TEXT PROVIDED>

----------------

Article Abstract

Attendance of older patients with bone metastases at a multidisciplinary bone metastases clinic: an 8-year experience

Authors: Leah Drost, Vithusha Ganesh, Bo Angela Wan, Albert Yee, Michael Ford, Joel Finkelstein, Elizabeth David, Selina Chow, Edward Chow, Leigha Rowbottom


Background: Bone metastases clinic (BMC) is a multidisciplinary clinic where patients with bony metastases are assessed in conjunction by orthopedic surgery, radiation oncology, interventional radiology, and palliative medicine teams. The objective of the study was to determine the number of older adult (OA) referrals made to BMC and to examine their case dispositions.

----------------

DATA TO EXAMINE>
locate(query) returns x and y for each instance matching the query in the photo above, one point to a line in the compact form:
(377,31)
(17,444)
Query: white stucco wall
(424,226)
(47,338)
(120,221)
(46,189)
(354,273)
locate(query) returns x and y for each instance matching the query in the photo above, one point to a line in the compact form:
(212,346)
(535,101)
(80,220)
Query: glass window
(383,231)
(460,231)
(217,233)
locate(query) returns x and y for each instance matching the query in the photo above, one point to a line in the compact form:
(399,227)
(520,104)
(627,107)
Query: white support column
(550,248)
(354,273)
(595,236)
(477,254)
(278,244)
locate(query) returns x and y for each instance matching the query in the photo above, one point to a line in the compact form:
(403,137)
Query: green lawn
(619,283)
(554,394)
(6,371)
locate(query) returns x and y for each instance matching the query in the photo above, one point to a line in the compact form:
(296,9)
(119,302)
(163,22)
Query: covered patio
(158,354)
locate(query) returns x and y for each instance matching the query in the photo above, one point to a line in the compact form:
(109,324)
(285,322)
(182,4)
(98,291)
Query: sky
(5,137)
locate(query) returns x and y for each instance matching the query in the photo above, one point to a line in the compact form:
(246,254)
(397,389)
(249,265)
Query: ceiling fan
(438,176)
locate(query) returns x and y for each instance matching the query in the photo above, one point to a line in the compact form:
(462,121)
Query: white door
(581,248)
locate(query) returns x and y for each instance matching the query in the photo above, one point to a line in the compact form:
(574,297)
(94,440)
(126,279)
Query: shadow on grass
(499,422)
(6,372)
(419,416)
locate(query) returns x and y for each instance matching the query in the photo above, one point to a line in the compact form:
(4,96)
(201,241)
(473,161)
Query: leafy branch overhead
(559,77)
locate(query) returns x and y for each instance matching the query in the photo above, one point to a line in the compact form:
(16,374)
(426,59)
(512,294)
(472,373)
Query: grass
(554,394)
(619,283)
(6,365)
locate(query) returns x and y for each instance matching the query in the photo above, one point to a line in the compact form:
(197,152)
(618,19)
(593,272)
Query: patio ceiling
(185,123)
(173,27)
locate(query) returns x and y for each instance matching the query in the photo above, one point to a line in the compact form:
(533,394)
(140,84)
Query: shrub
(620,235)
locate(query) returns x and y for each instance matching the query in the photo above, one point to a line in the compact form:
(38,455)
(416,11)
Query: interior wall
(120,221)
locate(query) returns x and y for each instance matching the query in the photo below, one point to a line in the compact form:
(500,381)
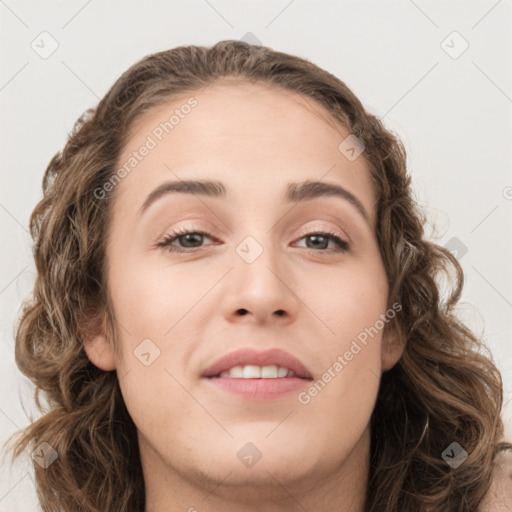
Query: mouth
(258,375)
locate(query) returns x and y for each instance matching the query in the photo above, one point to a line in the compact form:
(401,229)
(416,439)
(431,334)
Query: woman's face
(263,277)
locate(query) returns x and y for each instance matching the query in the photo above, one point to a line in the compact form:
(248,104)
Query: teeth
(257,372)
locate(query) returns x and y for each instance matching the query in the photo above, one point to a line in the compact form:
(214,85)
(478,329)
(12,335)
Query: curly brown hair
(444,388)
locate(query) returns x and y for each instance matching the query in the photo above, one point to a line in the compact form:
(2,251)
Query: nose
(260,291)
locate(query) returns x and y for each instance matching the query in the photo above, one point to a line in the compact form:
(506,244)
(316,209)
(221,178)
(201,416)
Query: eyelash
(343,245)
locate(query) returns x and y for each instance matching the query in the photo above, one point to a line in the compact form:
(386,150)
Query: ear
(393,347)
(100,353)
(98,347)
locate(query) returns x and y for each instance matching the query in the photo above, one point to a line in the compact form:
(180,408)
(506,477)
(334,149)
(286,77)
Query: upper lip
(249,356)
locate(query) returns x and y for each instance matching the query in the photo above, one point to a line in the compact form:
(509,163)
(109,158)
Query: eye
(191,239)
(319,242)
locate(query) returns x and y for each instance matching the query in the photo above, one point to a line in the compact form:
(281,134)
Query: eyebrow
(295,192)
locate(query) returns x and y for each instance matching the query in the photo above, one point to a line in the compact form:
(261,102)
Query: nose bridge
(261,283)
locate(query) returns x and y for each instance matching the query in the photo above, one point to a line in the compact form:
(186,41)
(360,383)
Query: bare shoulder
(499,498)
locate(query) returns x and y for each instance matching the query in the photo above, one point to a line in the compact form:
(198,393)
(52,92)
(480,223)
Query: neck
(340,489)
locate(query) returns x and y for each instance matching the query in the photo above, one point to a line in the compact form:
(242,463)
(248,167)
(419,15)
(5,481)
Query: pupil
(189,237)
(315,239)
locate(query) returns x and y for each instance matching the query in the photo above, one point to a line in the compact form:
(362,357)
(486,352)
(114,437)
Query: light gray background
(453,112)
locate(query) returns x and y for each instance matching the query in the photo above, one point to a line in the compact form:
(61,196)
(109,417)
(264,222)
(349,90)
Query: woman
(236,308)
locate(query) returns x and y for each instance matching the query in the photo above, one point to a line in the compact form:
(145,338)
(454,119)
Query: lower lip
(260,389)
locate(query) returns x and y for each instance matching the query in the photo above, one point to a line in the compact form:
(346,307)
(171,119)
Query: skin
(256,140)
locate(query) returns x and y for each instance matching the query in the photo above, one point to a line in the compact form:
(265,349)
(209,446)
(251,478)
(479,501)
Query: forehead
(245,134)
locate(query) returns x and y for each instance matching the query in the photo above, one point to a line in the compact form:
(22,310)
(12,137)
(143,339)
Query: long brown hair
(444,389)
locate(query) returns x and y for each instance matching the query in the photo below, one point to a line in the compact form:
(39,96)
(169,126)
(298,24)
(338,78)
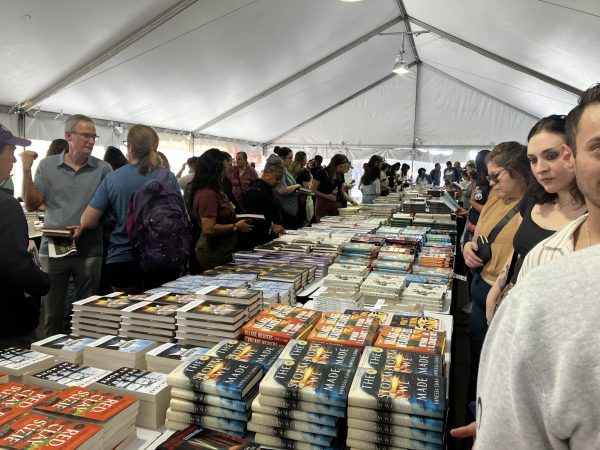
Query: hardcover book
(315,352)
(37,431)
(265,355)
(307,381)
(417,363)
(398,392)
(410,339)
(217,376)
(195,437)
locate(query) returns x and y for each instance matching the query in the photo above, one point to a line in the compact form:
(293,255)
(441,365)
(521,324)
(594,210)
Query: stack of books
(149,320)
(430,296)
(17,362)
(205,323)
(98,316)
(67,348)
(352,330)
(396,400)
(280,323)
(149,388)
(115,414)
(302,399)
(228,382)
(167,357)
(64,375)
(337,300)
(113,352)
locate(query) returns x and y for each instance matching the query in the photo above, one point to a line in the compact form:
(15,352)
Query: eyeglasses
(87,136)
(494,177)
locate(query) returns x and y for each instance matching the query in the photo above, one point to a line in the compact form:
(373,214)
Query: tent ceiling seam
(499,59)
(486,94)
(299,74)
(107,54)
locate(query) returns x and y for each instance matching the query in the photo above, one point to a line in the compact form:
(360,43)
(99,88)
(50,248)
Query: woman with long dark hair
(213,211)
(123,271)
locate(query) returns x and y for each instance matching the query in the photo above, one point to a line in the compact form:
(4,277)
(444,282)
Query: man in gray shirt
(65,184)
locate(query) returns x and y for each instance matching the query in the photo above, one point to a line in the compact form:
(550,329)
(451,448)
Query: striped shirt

----------------

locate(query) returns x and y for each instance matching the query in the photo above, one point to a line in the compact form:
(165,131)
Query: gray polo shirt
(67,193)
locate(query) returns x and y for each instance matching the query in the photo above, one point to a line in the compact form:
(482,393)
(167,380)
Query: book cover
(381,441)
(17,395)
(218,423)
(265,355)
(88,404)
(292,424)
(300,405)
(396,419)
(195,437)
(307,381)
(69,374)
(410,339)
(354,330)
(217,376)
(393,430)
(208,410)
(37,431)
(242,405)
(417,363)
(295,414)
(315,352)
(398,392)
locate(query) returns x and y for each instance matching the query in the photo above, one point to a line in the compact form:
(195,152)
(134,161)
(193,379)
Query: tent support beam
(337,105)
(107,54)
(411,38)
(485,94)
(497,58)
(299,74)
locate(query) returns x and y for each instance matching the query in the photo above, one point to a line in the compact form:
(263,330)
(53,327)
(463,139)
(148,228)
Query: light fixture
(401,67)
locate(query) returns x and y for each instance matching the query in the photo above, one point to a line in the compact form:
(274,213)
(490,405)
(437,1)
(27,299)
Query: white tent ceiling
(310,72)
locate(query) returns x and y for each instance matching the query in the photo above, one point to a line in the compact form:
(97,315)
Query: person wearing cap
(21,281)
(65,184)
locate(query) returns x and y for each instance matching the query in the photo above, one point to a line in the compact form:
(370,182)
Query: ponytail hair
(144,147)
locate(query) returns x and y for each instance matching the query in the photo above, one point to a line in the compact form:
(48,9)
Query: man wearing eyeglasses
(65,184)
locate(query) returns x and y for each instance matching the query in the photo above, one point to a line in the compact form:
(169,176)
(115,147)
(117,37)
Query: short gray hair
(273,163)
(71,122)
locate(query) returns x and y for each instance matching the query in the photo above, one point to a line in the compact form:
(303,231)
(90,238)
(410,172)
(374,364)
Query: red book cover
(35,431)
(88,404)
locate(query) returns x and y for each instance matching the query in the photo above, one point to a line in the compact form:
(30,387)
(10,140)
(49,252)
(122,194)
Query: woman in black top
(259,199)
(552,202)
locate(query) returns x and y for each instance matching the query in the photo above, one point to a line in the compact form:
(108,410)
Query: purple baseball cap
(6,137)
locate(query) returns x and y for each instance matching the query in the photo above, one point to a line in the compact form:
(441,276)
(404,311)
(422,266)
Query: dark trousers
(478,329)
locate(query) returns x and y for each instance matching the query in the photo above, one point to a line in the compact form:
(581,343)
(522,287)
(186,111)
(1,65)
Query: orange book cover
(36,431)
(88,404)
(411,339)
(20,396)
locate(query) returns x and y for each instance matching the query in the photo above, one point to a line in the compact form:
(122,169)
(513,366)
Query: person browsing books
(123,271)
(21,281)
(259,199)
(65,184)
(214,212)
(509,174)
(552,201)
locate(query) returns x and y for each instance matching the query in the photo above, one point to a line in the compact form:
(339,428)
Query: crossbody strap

----------------

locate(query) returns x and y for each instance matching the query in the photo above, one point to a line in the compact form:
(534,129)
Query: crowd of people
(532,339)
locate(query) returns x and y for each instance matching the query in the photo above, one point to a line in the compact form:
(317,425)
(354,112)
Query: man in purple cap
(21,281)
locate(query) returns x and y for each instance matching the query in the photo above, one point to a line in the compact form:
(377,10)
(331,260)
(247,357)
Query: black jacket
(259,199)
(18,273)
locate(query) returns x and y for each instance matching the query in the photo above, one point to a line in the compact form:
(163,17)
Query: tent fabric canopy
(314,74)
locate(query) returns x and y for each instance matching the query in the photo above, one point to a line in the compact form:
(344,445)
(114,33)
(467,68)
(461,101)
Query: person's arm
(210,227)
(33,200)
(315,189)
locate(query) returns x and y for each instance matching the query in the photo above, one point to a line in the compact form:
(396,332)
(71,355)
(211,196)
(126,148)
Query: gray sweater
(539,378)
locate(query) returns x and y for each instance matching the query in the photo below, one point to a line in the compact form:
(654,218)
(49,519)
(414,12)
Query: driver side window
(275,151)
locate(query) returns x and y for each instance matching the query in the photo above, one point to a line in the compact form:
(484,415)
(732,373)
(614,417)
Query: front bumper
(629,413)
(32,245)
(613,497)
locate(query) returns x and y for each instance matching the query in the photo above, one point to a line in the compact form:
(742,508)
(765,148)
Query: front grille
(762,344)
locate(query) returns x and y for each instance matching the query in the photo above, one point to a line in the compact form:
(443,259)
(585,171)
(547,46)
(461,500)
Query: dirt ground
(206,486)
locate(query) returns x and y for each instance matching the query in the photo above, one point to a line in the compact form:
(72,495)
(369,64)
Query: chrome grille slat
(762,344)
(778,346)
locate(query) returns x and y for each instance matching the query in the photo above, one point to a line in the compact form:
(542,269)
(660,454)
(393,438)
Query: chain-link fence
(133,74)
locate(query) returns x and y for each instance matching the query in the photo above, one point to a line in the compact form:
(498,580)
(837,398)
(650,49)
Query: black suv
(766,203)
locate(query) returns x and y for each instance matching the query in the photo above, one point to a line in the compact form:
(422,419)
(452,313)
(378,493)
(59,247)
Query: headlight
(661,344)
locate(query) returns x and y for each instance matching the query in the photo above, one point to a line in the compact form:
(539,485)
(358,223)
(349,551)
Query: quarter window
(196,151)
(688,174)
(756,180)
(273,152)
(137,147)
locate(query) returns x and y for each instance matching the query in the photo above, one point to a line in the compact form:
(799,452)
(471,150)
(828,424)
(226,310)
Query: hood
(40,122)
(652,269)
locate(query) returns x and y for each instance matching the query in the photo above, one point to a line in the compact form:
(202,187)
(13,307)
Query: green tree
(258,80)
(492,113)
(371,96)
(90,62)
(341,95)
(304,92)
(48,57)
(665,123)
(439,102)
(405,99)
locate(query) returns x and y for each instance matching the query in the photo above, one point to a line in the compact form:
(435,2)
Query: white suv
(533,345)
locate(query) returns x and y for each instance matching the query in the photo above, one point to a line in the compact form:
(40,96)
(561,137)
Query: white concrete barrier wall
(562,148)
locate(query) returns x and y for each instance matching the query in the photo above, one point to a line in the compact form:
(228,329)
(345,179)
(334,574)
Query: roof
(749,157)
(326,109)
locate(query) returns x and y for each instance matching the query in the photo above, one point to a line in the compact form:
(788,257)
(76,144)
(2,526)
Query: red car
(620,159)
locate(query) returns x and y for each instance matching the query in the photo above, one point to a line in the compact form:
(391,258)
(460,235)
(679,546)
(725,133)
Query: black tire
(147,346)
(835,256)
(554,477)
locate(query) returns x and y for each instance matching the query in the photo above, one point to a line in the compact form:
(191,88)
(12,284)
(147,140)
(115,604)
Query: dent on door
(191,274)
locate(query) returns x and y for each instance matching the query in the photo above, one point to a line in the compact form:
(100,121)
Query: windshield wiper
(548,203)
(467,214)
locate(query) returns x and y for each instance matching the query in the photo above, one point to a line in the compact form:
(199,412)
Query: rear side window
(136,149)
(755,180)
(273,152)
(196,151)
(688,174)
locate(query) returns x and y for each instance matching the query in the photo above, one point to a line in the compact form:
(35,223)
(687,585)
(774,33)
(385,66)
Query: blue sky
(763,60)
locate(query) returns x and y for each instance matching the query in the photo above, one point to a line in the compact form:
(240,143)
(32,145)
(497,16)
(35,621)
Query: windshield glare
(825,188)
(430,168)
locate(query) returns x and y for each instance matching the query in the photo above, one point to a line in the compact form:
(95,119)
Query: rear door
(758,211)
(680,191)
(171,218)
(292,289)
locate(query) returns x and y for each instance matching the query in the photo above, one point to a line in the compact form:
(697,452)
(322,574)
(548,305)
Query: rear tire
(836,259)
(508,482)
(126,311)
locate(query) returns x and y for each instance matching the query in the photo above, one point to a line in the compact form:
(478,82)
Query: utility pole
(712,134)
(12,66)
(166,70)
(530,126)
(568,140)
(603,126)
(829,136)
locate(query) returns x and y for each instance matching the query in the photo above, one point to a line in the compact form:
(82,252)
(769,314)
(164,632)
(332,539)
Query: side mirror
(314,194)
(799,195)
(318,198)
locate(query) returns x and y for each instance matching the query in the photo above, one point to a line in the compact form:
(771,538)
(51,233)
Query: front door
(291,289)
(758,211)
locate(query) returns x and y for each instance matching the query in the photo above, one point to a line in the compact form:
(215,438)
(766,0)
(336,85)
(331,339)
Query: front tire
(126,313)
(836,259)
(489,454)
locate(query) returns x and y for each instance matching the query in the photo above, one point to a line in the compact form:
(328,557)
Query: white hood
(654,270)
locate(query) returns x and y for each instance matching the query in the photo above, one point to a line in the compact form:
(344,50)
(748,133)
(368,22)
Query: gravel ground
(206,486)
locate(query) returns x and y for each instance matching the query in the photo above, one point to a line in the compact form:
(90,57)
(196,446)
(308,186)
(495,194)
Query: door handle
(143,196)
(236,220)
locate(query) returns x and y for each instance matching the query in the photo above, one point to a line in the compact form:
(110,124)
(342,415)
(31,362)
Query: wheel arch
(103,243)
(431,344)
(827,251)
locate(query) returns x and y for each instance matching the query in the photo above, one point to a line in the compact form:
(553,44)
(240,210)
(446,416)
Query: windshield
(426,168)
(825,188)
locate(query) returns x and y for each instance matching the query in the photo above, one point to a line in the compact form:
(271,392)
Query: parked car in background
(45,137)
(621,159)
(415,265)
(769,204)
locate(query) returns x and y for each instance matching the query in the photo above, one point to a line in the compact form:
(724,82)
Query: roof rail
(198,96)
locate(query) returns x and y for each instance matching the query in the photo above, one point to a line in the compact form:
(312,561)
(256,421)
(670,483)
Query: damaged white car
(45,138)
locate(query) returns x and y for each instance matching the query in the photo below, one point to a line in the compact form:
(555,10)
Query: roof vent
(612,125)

----------------

WORK INSTRUCTION 1> Recast the paragraph of the bone metastases clinic abstract that begins "Background: Bone metastases clinic" as a short bulleted list, keeping its main facts.
WORK INSTRUCTION 2> Extend the bone metastases clinic abstract by writing the section that comes after its Background paragraph.

EXERCISE RESULT 1>
- Bone metastases clinic (BMC) is a multidisciplinary clinic for patients with bony metastases.
- Patients are assessed jointly by orthopedic surgery, radiation oncology, interventional radiology, and palliative medicine teams.
- The study aimed to determine the number of older adult (OA) referrals made to BMC and to examine their case dispositions.

EXERCISE RESULT 2>
Methods: Patients who were referred to the BMC from 2007 to 2015 were included in the study. Demographic information including gender, age, Karnofsky Performance Status (KPS), primary cancer site and reason for referral, as well as case dispositions were recorded for each patient. The proportion of OA attendance was calculated for each year from the total number of patient visits. OA attendance was defined as individuals ≥65 years of age who attended the BMC, and non-OA patients were those <65 years of age. Descriptive statistics were employed.
Results: A total of 551 patients were included with a median age of 64 years. The median KPS was 70 for OA and 80 for non-OA patients. OA attendance ranged per year from 42.5% to 58.7%. 14.1% of non-OA and 10.9% of OA patients were offered surgery. 62 patients in both cohorts (22.6% of OA and 22.4% of non-OA patients) were offered palliative radiation.
Conclusions: From 2007 to 2015, OA patients comprised a significant proportion of referrals to the BMC. Younger patients were offered surgery slightly more often when compared to OA patients. Age did not appear to be a precluding factor for BMC referral or a deterrent in treatments offered.